===== INFORMATION SHOWN =====

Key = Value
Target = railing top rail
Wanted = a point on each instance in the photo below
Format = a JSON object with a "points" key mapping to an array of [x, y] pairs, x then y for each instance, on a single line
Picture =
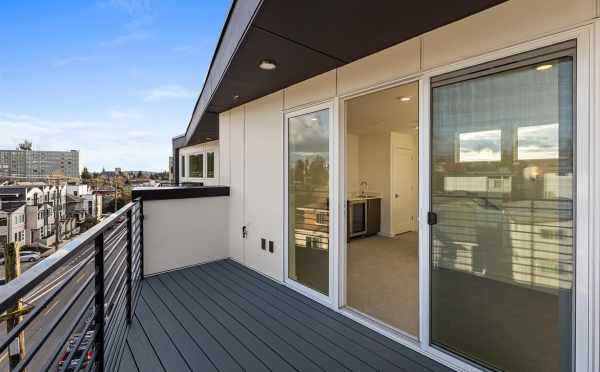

=====

Rewrite the records with "top rail" substituted by "bottom rail", keeping everything else unchanged and leaving out the pictures.

Key = Value
Target = railing bottom rail
Wanted = a point on each instance in the photo below
Format = a JSON object with a "points" key mapping to an array of [x, y] pairs, x then y for each instance, on a single line
Picture =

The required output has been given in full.